Referring expression pointing data
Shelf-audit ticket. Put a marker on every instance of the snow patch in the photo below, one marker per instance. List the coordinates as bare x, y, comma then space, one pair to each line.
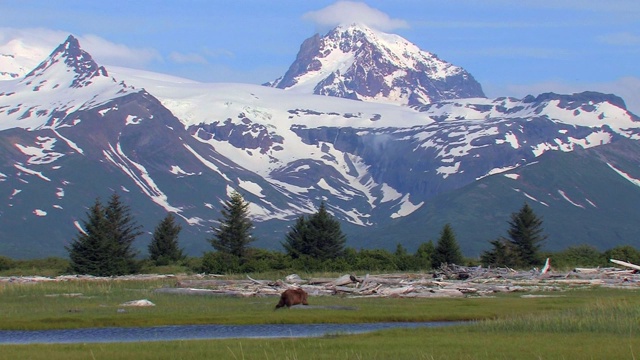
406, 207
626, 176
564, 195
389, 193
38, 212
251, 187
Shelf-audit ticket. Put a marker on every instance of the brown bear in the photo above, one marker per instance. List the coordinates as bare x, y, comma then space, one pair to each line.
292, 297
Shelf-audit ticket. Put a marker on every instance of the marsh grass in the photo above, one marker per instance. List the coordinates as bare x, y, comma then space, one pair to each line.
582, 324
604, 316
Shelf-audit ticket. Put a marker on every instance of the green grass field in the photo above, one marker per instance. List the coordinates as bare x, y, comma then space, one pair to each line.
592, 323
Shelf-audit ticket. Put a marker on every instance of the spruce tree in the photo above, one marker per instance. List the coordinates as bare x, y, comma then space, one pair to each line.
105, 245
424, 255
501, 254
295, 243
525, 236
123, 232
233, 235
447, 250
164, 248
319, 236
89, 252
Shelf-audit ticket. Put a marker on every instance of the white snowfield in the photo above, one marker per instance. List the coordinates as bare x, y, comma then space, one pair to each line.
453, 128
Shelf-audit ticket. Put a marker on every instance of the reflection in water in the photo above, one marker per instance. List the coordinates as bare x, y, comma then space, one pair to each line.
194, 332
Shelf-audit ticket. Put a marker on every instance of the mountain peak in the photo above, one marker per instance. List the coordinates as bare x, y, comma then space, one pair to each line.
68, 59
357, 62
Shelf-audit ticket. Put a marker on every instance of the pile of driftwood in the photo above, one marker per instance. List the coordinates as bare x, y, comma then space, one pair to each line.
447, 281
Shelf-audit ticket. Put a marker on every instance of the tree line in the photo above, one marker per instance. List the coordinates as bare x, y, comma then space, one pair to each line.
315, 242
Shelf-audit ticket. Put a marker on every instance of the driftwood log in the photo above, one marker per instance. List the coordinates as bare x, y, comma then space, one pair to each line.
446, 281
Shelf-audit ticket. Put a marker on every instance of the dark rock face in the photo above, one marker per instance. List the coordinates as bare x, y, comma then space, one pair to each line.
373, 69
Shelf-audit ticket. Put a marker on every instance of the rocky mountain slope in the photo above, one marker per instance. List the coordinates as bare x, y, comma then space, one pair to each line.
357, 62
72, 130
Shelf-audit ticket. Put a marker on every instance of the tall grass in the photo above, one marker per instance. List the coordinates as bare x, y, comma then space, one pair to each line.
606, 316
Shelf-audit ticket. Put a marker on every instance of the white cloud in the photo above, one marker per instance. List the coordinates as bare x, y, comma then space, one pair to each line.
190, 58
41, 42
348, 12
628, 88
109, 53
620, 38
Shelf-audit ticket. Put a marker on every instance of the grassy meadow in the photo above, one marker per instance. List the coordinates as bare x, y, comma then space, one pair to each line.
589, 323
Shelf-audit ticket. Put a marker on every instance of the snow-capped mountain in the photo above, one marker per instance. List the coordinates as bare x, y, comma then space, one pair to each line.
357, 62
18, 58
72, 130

...

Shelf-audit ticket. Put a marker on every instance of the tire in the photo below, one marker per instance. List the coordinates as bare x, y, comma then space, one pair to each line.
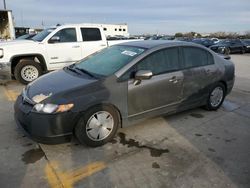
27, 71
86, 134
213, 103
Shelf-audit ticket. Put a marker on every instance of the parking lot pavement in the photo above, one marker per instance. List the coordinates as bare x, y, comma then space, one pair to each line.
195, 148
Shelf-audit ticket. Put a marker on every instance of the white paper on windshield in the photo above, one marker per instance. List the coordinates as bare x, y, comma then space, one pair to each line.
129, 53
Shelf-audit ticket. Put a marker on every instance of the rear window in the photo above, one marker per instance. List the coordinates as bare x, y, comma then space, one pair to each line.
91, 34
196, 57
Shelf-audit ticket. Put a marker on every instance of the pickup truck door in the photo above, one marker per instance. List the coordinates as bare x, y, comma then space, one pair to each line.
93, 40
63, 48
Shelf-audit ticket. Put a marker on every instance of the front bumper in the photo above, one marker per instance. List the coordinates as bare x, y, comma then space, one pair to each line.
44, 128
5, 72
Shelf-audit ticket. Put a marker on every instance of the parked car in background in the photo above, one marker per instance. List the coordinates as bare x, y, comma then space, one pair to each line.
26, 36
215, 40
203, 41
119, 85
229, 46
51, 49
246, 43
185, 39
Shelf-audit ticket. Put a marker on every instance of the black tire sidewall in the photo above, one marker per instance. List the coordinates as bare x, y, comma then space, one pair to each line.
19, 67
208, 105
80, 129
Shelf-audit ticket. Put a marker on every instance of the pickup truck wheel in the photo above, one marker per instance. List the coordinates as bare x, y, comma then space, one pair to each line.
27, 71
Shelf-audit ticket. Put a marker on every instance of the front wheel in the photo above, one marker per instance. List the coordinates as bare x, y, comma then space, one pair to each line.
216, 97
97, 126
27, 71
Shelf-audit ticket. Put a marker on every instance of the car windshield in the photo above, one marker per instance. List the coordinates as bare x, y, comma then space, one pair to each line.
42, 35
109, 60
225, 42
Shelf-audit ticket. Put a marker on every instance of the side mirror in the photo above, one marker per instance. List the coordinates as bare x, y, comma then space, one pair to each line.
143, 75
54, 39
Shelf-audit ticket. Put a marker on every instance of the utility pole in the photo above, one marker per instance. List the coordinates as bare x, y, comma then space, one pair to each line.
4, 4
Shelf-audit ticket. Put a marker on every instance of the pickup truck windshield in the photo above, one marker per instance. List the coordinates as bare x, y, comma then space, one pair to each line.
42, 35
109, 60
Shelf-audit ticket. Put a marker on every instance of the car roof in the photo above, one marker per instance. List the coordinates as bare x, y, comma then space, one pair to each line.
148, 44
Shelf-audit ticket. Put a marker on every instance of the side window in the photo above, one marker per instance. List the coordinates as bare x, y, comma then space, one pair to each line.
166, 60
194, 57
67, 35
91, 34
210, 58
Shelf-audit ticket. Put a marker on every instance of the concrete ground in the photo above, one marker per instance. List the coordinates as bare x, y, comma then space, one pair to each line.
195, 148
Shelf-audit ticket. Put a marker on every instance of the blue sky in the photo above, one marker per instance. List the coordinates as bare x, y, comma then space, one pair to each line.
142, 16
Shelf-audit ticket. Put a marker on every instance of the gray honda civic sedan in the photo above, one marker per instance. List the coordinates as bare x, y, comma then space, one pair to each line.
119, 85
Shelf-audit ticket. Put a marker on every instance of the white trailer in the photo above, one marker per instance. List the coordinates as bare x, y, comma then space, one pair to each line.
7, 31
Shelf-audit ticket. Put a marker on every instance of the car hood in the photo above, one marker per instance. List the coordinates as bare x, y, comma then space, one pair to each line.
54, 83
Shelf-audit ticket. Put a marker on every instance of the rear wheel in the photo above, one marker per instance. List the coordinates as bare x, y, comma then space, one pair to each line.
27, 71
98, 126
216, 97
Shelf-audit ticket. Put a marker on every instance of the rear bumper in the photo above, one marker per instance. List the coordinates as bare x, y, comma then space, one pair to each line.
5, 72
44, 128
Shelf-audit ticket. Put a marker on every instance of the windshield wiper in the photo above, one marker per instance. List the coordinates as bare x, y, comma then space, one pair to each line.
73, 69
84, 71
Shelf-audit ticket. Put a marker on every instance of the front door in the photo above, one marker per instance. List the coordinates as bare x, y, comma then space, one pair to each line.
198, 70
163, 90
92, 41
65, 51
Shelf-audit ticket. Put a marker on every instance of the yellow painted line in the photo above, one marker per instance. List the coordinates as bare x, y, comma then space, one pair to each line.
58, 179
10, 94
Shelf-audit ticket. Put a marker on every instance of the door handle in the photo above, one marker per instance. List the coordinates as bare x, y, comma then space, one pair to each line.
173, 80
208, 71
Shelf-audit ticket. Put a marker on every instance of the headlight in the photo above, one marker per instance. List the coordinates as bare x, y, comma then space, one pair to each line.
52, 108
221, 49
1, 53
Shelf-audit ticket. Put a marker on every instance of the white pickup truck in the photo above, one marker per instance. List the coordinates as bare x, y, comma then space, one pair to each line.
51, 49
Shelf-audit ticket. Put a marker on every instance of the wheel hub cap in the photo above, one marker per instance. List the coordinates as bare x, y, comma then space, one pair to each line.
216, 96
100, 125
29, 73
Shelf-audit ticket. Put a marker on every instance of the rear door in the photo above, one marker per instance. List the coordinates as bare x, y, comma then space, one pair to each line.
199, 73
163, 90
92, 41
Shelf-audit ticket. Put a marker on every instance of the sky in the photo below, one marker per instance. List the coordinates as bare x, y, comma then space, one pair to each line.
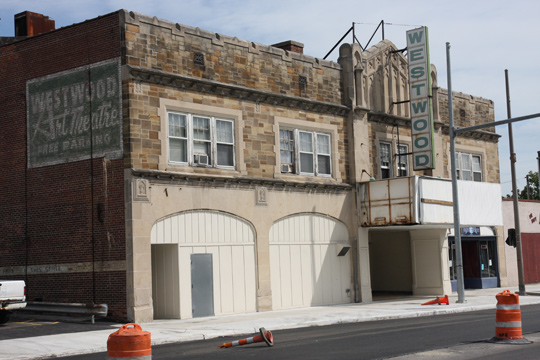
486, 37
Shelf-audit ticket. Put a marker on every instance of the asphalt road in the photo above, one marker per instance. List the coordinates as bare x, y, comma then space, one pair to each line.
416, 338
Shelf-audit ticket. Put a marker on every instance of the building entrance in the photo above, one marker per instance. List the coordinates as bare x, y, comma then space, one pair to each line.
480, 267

---

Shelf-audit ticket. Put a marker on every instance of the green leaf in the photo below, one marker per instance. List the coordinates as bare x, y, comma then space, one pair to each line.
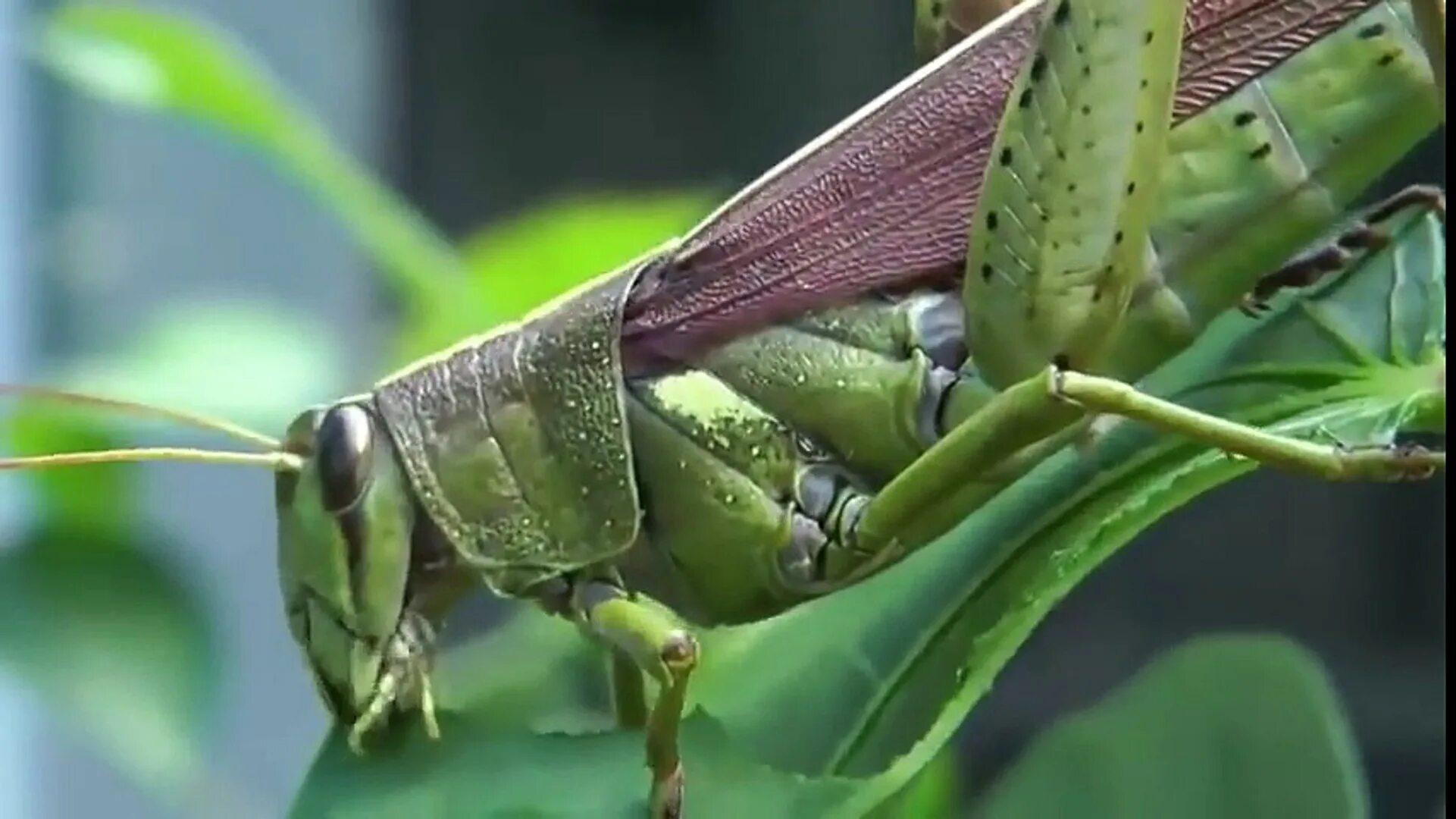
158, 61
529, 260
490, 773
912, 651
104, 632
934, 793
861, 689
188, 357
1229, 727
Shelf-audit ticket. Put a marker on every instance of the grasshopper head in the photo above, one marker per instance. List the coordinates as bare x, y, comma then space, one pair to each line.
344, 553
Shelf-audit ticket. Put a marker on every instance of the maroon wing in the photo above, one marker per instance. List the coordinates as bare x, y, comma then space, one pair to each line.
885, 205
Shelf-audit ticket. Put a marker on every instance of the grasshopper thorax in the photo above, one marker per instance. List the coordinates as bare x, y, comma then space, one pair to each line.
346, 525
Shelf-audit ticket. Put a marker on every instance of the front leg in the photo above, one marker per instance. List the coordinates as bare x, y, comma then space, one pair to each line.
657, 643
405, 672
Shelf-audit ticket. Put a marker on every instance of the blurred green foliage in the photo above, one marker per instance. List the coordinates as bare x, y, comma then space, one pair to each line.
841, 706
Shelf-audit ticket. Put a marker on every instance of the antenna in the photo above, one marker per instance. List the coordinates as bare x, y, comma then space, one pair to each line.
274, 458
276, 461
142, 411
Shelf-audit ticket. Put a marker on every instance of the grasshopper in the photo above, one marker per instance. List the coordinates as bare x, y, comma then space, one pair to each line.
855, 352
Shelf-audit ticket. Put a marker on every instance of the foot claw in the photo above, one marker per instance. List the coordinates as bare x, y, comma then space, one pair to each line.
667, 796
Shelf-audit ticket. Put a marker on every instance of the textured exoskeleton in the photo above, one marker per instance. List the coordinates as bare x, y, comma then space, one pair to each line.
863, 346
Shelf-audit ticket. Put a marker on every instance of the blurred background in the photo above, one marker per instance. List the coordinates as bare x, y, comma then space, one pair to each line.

= WHAT TO PRODUCE =
Could you restate, word for word, the lines above from the one with "Shelf-audit ticket. Put a marker on every instance of the foot" to the one with "the blurred background", both included?

= RESULT OF THIS EXERCISE =
Shelf-audit ticket. Put a marker on every instance of the foot claw in the photo above, one marker per instance. List the coordinates as bare x, y, comma then space, one pair to each line.
667, 796
Shelf-audit ticket. Put a marker on every instance of the textured exoskeleton in the photo above, one marker per instance. List the coordinates as bare x, y, comma then space, one pair to each line.
863, 346
Shelf-audit ticket. Put a marker on every instance of the blurred background in the photo above, one marker per instance. List the coordinates as bare x, y, comma then space, one pair to each line.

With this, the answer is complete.